Work to complete:
1. In the text on the Pompeii eruption, how long did pumice rain down on Pompeii?
2. Write what comes next in the text on the Pompeii eruption, picking up after its last sentence.

-- start of Document section --

But how exactly did a Plinian eruption kill around 2,000 people in Pompeii? Volcanologist Claudio Scarpati looks to the ash left behind for clues.
CLAUDIO SCARPATI (Volcanologist): In this deposit we see different layers: coarse layers, fine layers. These different layers are different phases of the eruption.
NARRATOR: The bottom layer was deposited in the first phase of the eruption. It consists of pumice, small pieces of white volcanic rock. Amazingly, their size can be used to calculate how high the eruption reached, an indication of its power.
CLAUDIO SCARPATI: The size of the particles is proportional to the height of the column. Taking these fragments all around the volcano, volcanologists were able to define the height of 79 A.D. eruption column as 32 kilometers high.
The Roman people saw a column that was 32 times the height of Vesuvius.
NARRATOR: This was a massive eruption. Gas and pumice exploded out at a rate of over one-and-a-half-million tons every second, forming the distinctive pine-tree-shaped cloud of a Plinian eruption.
This reached 21 miles high and was so vast it blocked out the sun. Then it rained pumice down on Pompeii and its inhabitants for 18 hours solid. Surprisingly, this sustained bombardment actually gave people an opportunity to escape. Pumice is such a light rock, it didn’t present much of a threat to those who decided to flee.

-- end of Document section --
-- start of Data --

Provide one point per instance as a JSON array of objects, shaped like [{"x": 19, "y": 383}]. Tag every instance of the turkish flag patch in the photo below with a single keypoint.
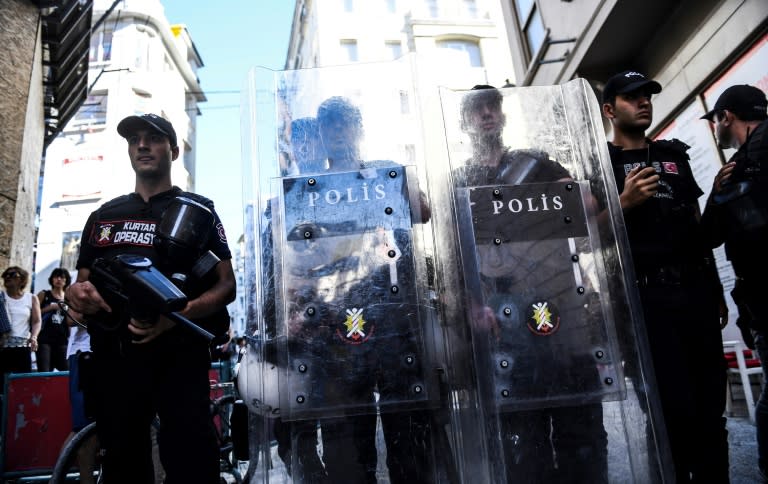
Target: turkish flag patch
[{"x": 670, "y": 167}]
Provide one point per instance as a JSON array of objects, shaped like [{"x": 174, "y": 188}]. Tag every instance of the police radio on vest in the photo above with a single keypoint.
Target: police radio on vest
[{"x": 350, "y": 195}]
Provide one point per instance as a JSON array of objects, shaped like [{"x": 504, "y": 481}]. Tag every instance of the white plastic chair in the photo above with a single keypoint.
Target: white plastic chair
[{"x": 744, "y": 372}]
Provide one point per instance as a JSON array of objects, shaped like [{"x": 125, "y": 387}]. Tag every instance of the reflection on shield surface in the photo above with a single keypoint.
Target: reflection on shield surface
[{"x": 438, "y": 284}]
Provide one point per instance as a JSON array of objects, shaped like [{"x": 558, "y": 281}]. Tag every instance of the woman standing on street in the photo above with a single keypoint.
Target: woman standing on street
[
  {"x": 23, "y": 310},
  {"x": 52, "y": 341}
]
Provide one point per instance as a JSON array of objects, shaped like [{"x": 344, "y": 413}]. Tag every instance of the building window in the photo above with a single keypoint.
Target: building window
[
  {"x": 433, "y": 8},
  {"x": 531, "y": 25},
  {"x": 410, "y": 153},
  {"x": 101, "y": 46},
  {"x": 394, "y": 48},
  {"x": 350, "y": 50},
  {"x": 94, "y": 109},
  {"x": 469, "y": 48},
  {"x": 470, "y": 8},
  {"x": 405, "y": 104},
  {"x": 69, "y": 249}
]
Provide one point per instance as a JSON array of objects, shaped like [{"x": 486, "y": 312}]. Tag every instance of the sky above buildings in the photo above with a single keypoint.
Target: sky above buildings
[{"x": 231, "y": 36}]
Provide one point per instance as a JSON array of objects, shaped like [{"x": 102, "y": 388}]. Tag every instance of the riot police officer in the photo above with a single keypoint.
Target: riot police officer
[
  {"x": 679, "y": 287},
  {"x": 542, "y": 438},
  {"x": 737, "y": 215}
]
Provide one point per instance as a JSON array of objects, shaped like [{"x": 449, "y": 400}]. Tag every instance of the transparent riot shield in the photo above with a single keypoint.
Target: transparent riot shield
[
  {"x": 343, "y": 369},
  {"x": 532, "y": 256}
]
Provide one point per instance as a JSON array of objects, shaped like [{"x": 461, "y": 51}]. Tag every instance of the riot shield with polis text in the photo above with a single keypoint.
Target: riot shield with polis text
[
  {"x": 533, "y": 259},
  {"x": 348, "y": 295},
  {"x": 344, "y": 376}
]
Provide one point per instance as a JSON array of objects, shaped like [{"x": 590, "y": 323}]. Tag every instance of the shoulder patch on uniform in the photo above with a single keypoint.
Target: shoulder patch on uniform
[{"x": 199, "y": 198}]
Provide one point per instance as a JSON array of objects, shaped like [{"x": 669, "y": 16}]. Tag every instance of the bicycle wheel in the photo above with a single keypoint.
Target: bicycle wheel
[{"x": 67, "y": 460}]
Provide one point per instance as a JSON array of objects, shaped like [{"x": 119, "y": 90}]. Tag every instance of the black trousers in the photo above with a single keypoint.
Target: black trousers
[
  {"x": 167, "y": 378},
  {"x": 687, "y": 351}
]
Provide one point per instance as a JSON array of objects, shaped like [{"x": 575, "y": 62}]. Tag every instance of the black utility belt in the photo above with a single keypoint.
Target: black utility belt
[{"x": 672, "y": 275}]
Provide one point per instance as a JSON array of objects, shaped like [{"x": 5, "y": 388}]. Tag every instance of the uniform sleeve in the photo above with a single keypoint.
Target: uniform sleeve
[
  {"x": 218, "y": 240},
  {"x": 87, "y": 253}
]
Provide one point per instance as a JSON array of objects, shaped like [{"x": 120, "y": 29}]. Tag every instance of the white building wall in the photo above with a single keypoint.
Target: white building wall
[{"x": 317, "y": 35}]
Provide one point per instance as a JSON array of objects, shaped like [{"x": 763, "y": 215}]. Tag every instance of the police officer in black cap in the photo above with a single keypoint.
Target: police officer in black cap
[
  {"x": 147, "y": 367},
  {"x": 737, "y": 215},
  {"x": 679, "y": 287}
]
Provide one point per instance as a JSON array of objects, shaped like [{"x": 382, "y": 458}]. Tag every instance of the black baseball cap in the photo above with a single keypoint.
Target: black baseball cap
[
  {"x": 628, "y": 81},
  {"x": 745, "y": 101},
  {"x": 339, "y": 108},
  {"x": 128, "y": 126}
]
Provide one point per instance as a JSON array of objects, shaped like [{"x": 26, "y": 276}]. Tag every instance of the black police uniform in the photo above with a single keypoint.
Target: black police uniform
[
  {"x": 168, "y": 376},
  {"x": 738, "y": 216},
  {"x": 680, "y": 293},
  {"x": 533, "y": 439}
]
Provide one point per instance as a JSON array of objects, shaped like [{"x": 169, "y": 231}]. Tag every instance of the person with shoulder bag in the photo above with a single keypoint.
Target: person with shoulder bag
[
  {"x": 54, "y": 332},
  {"x": 23, "y": 312}
]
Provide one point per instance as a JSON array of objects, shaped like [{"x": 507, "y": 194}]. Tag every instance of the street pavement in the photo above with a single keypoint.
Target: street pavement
[{"x": 743, "y": 451}]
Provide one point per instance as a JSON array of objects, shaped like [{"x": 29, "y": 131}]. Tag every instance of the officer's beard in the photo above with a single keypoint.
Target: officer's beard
[{"x": 486, "y": 147}]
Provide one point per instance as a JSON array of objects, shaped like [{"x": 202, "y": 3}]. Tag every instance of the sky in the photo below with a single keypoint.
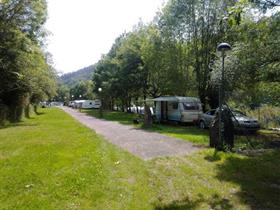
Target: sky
[{"x": 81, "y": 31}]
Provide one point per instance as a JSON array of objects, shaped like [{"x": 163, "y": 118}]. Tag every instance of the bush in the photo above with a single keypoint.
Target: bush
[{"x": 268, "y": 116}]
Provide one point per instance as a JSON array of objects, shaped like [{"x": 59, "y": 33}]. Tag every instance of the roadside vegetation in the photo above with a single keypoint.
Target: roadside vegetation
[
  {"x": 26, "y": 74},
  {"x": 53, "y": 162}
]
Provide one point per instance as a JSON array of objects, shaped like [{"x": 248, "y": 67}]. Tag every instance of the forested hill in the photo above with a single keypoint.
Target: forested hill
[{"x": 73, "y": 78}]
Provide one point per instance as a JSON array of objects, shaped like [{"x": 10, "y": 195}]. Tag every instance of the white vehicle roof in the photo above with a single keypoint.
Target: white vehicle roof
[{"x": 176, "y": 99}]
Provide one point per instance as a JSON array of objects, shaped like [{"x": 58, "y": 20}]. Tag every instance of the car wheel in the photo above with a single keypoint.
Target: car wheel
[{"x": 202, "y": 125}]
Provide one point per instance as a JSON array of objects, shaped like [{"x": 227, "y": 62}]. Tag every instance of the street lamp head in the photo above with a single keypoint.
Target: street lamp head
[{"x": 223, "y": 47}]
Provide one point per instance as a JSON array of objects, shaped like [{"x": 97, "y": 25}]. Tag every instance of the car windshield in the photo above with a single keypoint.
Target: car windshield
[
  {"x": 238, "y": 114},
  {"x": 191, "y": 106}
]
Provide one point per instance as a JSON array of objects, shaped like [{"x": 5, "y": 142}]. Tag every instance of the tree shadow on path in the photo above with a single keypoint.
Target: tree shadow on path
[{"x": 215, "y": 202}]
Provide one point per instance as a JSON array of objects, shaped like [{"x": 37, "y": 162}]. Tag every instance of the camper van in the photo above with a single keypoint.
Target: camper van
[
  {"x": 87, "y": 104},
  {"x": 177, "y": 108}
]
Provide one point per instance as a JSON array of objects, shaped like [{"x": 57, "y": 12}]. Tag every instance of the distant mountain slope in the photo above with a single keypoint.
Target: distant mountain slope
[{"x": 71, "y": 79}]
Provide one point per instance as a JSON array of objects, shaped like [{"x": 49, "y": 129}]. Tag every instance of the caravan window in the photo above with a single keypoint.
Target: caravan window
[
  {"x": 175, "y": 105},
  {"x": 191, "y": 106}
]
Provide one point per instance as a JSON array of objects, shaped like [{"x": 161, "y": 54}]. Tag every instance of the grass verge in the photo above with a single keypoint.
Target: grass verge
[{"x": 53, "y": 162}]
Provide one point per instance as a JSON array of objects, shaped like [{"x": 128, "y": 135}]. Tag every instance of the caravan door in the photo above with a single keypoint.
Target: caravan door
[
  {"x": 191, "y": 111},
  {"x": 173, "y": 111}
]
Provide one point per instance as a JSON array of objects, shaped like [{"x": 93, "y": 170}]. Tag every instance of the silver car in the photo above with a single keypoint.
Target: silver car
[{"x": 240, "y": 120}]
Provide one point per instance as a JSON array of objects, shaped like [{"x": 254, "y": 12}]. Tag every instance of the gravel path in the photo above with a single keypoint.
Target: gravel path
[{"x": 144, "y": 144}]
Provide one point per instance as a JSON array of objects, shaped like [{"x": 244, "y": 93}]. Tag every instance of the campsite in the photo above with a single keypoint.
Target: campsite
[{"x": 140, "y": 105}]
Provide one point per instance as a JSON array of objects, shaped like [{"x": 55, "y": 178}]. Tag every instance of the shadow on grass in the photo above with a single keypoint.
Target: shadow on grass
[
  {"x": 257, "y": 176},
  {"x": 215, "y": 202},
  {"x": 121, "y": 117},
  {"x": 19, "y": 124}
]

-- end of Data --

The replies:
1. For 18 hours solid.

2.
CLAUDIO SCARPATI: This fragment could hit you but without any problem. We know from Pliny that if you just put a pillow on your head, you can survive this first phase of the eruption.
NARRATOR: But strangely, hundreds of bodies have been excavated from this layer of pumice fallout, meaning they died during this first phase of the eruption. What killed them?
One clue is the location of the bodies. Most were found inside buildings. They had probably decided to shelter in their homes rather than flee. Many seem to have died from traumatic fractures to their skulls. Claudio thinks these deadly blows to the head are explained by the long duration of sustained fallout: 18 agonizing hours.
CLAUDIO SCARPATI: These roofs were quite flat, and so pumice accumulated. And the overload was too high, and so the roof just collapses. If you stay inside the house, and the roof collapse on your head, you are probably be killed.
NARRATOR: Killed and then buried, a warning for today; 2,000 years later, Neapolitans still live in flat-roofed houses.
CLAUDIO SCARPATI: We see that the roofs of the buildings of the towns around Vesuvius are still flat, so you could have the same effect. An overloading of a modern roof, and so in two to three hours this roof could collapse.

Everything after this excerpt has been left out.